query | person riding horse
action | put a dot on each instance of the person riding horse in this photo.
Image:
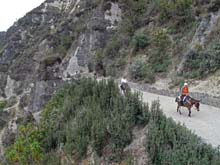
(124, 86)
(184, 100)
(184, 93)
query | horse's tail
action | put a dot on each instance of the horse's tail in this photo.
(177, 99)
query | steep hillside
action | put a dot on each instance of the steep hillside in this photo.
(90, 122)
(162, 42)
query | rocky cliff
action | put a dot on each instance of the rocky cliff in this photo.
(63, 39)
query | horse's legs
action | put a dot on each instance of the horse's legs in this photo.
(178, 109)
(189, 112)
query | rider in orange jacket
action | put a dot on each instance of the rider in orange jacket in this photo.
(184, 92)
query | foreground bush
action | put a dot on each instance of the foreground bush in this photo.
(171, 143)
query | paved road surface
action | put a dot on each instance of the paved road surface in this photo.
(205, 123)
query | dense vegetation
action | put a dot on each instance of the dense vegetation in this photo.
(90, 114)
(171, 143)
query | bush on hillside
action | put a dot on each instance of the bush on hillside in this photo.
(140, 41)
(93, 114)
(139, 70)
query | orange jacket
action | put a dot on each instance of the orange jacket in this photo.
(185, 90)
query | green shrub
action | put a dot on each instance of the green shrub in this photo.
(27, 149)
(200, 64)
(2, 105)
(91, 113)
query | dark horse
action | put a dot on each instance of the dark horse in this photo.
(189, 103)
(125, 88)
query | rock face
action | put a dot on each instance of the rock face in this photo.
(46, 48)
(49, 44)
(58, 41)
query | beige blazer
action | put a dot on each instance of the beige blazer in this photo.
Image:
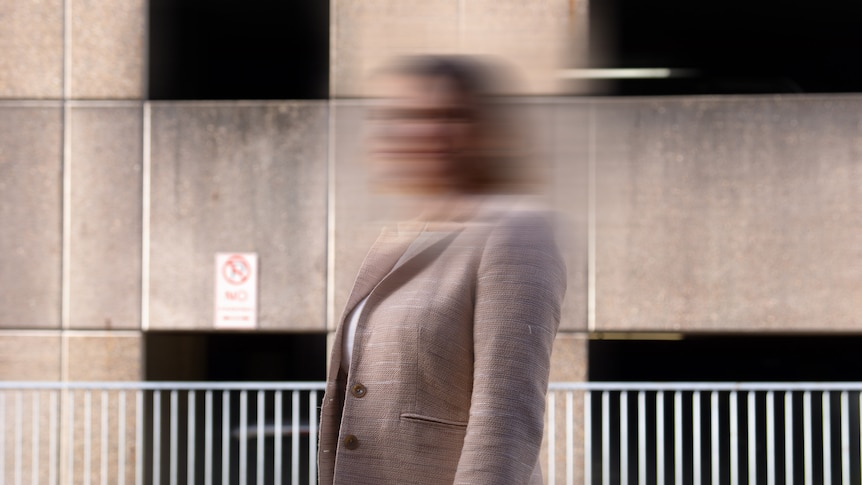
(451, 356)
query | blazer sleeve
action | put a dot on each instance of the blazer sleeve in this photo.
(519, 290)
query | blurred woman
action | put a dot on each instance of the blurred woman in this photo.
(440, 363)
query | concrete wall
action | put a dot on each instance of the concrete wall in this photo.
(722, 214)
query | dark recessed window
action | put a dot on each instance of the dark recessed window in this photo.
(731, 46)
(728, 358)
(231, 49)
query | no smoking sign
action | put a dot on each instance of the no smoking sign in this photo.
(236, 290)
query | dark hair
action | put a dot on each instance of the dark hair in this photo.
(483, 85)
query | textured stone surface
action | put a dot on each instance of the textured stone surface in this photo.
(569, 183)
(734, 214)
(105, 269)
(31, 42)
(531, 36)
(238, 177)
(31, 215)
(105, 356)
(370, 32)
(360, 211)
(30, 356)
(108, 48)
(568, 364)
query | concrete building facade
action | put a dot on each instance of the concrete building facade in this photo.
(678, 215)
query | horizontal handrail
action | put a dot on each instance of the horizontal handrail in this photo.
(319, 385)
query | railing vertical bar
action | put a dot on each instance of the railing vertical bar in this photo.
(624, 438)
(19, 436)
(174, 444)
(788, 438)
(677, 437)
(845, 438)
(191, 436)
(659, 440)
(208, 437)
(139, 438)
(88, 418)
(294, 441)
(121, 438)
(261, 433)
(53, 452)
(826, 414)
(588, 438)
(70, 465)
(225, 437)
(715, 468)
(157, 437)
(570, 439)
(696, 437)
(734, 439)
(552, 438)
(606, 438)
(103, 461)
(2, 434)
(770, 438)
(277, 438)
(752, 438)
(641, 437)
(243, 436)
(34, 453)
(807, 446)
(312, 437)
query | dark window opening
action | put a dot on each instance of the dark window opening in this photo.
(736, 46)
(728, 358)
(227, 49)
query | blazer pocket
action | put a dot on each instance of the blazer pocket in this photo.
(421, 419)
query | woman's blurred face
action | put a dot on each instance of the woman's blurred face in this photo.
(423, 135)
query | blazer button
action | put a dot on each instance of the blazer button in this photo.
(351, 442)
(358, 390)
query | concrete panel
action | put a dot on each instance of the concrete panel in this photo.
(244, 177)
(30, 356)
(105, 267)
(730, 214)
(31, 215)
(31, 40)
(370, 32)
(568, 364)
(105, 356)
(569, 126)
(108, 48)
(534, 37)
(360, 212)
(531, 36)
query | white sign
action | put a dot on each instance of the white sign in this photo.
(236, 290)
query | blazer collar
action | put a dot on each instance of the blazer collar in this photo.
(393, 249)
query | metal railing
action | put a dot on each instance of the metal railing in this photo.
(597, 433)
(158, 432)
(716, 433)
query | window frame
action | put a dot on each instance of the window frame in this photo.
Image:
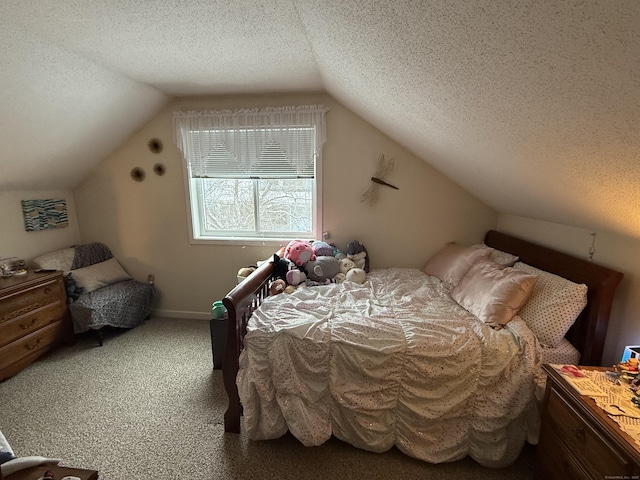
(194, 215)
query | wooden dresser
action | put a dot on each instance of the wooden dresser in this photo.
(578, 439)
(33, 319)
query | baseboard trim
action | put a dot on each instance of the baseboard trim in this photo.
(182, 314)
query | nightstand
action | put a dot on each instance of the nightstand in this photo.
(578, 439)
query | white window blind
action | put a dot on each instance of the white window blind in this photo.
(253, 174)
(281, 142)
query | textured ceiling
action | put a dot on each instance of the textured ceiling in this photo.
(531, 105)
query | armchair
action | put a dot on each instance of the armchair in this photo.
(99, 291)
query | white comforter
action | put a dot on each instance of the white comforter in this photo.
(395, 361)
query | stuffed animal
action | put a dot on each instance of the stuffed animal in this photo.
(295, 277)
(340, 277)
(346, 264)
(322, 268)
(277, 286)
(357, 252)
(357, 275)
(299, 252)
(322, 249)
(281, 267)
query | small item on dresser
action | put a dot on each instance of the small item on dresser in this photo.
(572, 371)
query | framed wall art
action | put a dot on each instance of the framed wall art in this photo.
(44, 214)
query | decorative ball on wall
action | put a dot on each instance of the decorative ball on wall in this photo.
(159, 169)
(155, 145)
(137, 174)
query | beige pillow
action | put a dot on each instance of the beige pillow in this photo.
(494, 293)
(502, 258)
(453, 261)
(554, 305)
(99, 275)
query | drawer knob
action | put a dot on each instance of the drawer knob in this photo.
(33, 345)
(579, 433)
(26, 326)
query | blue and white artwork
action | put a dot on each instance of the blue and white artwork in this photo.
(44, 214)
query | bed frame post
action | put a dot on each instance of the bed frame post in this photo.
(240, 304)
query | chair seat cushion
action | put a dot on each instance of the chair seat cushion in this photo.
(123, 304)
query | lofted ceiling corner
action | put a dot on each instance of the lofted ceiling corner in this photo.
(532, 106)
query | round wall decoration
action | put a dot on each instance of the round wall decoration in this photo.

※

◆ Exercise brief: Render every line of the records above as a numbered list, skipping blank lines and leaving out the pictures.

◆ Task result:
1. query | person riding horse
2. action | put a dot on each instance of the person riding horse in this photo.
3. Image:
4. (124, 86)
5. (184, 100)
6. (184, 93)
7. query | horse's tail
8. action | put a dot on each instance of the horse's tail in this photo.
9. (177, 99)
10. query | steep hillside
11. action | put a dot on each instance of the steep hillside in this photo.
12. (90, 122)
13. (162, 42)
14. query | rocky cliff
15. action | put a dot on each instance of the rocky cliff in this photo.
16. (63, 39)
17. query | horse's legs
18. action | put a dot on each instance of the horse's legs in this photo.
19. (178, 109)
20. (189, 112)
21. query | rider in orange jacket
22. action | put a dot on each instance of the rider in orange jacket in this photo.
23. (184, 92)
24. query | foreground bush
25. action | put a dot on each instance of the foreground bush in this photo.
26. (171, 143)
27. query | paved road surface
28. action | put a dot on each instance of the paved road surface in this photo.
29. (205, 123)
30. query | dense vegetation
31. action | put a dot on each instance of the dense vegetation in this photo.
32. (90, 114)
33. (171, 143)
34. query | bush on hillside
35. action | put a dot on each instance of the bush on hillside in this photo.
36. (140, 41)
37. (93, 114)
38. (139, 70)
39. query | orange jacket
40. action | put a dot on each instance of the orange jacket in this photo.
41. (185, 90)
42. query | green shrub
43. action | put a dot on each instance of the green shrub in this photo.
44. (27, 149)
45. (200, 64)
46. (2, 105)
47. (91, 113)
48. query | dark horse
49. action | put a dot on each instance of the dark horse in this photo.
50. (189, 103)
51. (125, 88)
52. query | rock face
53. action | put a dot on each instance of the rock face in this photo.
54. (46, 48)
55. (49, 44)
56. (58, 41)
57. query | beige blazer
58. action | put a dot on each instance of the beige blazer in this photo.
59. Image:
60. (451, 356)
61. query | blazer sleeve
62. action | put a dot on each instance of the blazer sleeve in this photo.
63. (519, 290)
64. query | blurred woman
65. action | put a dot on each instance of the blurred woman in this photo.
66. (440, 363)
67. query | concrete wall
68. action | put a dot on each instance of the concrete wall in this photo.
69. (722, 214)
70. query | dark recessed window
71. action | put a dot on each instance of the dark recessed window in this photo.
72. (731, 46)
73. (728, 358)
74. (231, 49)
75. query | no smoking sign
76. action | put a dot on each instance of the no smoking sign in this photo.
77. (236, 290)
78. query | dark hair
79. action | put a dot on each instance of the dark hair in this photo.
80. (483, 85)
81. query | textured stone surface
82. action | put a dot on each instance of the textured stone surface in this photo.
83. (569, 183)
84. (734, 214)
85. (105, 269)
86. (31, 42)
87. (531, 36)
88. (238, 177)
89. (31, 215)
90. (105, 356)
91. (370, 32)
92. (360, 211)
93. (30, 356)
94. (108, 48)
95. (568, 364)
96. query | concrete building facade
97. action | put a dot on each instance of the concrete building facade in this photo.
98. (678, 215)
99. query | horizontal handrail
100. action | put a dot on each instance of the horizontal handrail in this photo.
101. (319, 385)
102. query | railing vertical bar
103. action | put a dot on each instance of the railing vertical bar in this photo.
104. (624, 438)
105. (19, 436)
106. (174, 444)
107. (788, 438)
108. (677, 437)
109. (845, 438)
110. (191, 436)
111. (659, 440)
112. (208, 437)
113. (139, 438)
114. (88, 418)
115. (294, 441)
116. (121, 438)
117. (261, 433)
118. (53, 452)
119. (826, 414)
120. (588, 438)
121. (70, 465)
122. (225, 437)
123. (715, 468)
124. (157, 437)
125. (570, 439)
126. (696, 437)
127. (734, 439)
128. (552, 438)
129. (606, 438)
130. (103, 461)
131. (2, 434)
132. (770, 438)
133. (277, 438)
134. (752, 438)
135. (641, 437)
136. (243, 436)
137. (34, 453)
138. (807, 446)
139. (312, 437)
140. query | dark window opening
141. action | put a dot on each instance of the dark window opening in this photo.
142. (736, 46)
143. (728, 358)
144. (227, 49)
145. query | blazer pocket
146. action | put a dot on each instance of the blazer pocket in this photo.
147. (421, 419)
148. query | woman's blurred face
149. action | put a dot on each instance of the woman's blurred face in this photo.
150. (423, 135)
151. query | blazer button
152. action | put a dot on each instance of the blazer button in this photo.
153. (351, 442)
154. (358, 390)
155. query | concrete panel
156. action | put a dot on each instance of the concrete panel in this photo.
157. (244, 177)
158. (30, 356)
159. (105, 267)
160. (730, 214)
161. (31, 215)
162. (31, 40)
163. (370, 32)
164. (568, 364)
165. (105, 356)
166. (569, 126)
167. (108, 48)
168. (534, 37)
169. (360, 212)
170. (531, 36)
171. query | white sign
172. action | put a dot on each instance of the white sign in this photo.
173. (236, 290)
174. query | blazer collar
175. action | put a dot on each instance of the blazer collar in this photo.
176. (393, 249)
177. query | metal railing
178. action | put a dot on each instance of the metal railing in this photo.
179. (597, 433)
180. (158, 432)
181. (716, 433)
182. query | window frame
183. action | put a dot on each instance of the window frame in this photo.
184. Image:
185. (194, 215)
186. query | wooden dresser
187. action | put a dot on each instance of the wooden dresser in this photo.
188. (578, 439)
189. (33, 319)
190. query | baseboard trim
191. action | put a dot on each instance of the baseboard trim in this photo.
192. (182, 314)
193. query | nightstand
194. action | put a dot on each instance of the nightstand in this photo.
195. (578, 439)
196. query | white window blind
197. action | put a dot on each instance of the white window blind in this photo.
198. (253, 174)
199. (281, 142)
200. query | textured ceiling
201. action | put a dot on each instance of the textured ceiling in this photo.
202. (531, 105)
203. query | armchair
204. action | put a dot on each instance of the armchair in this photo.
205. (99, 291)
206. query | white comforter
207. action | put a dot on each instance of the white comforter in this photo.
208. (395, 361)
209. query | stuffed animal
210. action | put a dot on each instance of the stuffed animal in this photo.
211. (295, 277)
212. (340, 277)
213. (346, 264)
214. (322, 268)
215. (277, 286)
216. (357, 252)
217. (357, 275)
218. (299, 252)
219. (322, 249)
220. (281, 267)
221. query | small item on dresser
222. action | put a dot on each instance of the small item on dresser in this photo.
223. (572, 371)
224. query | framed wall art
225. action | put a dot on each instance of the framed wall art in this photo.
226. (44, 214)
227. query | decorative ball on wall
228. action | put a dot on each instance of the decorative ball on wall in this photo.
229. (159, 169)
230. (155, 145)
231. (137, 174)
232. query | beige pillow
233. action | put a dot on each instance of the beige pillow in this photo.
234. (494, 293)
235. (502, 258)
236. (453, 261)
237. (554, 305)
238. (99, 275)
239. query | drawer knob
240. action | put a dot on each instance of the drawer knob in this photo.
241. (33, 345)
242. (579, 433)
243. (26, 326)
244. query | blue and white artwork
245. action | put a dot on each instance of the blue and white artwork in this photo.
246. (44, 214)
247. query | bed frame post
248. action | put a dot on each instance of the bed frame post in this photo.
249. (240, 304)
250. query | chair seat cushion
251. action | put a dot on each instance of the chair seat cushion in this photo.
252. (123, 304)
253. query | lofted ceiling corner
254. action | put a dot on each instance of the lofted ceiling corner in this photo.
255. (532, 106)
256. query | round wall decoration
257. action | put a dot on each instance of the round wall decoration in this photo.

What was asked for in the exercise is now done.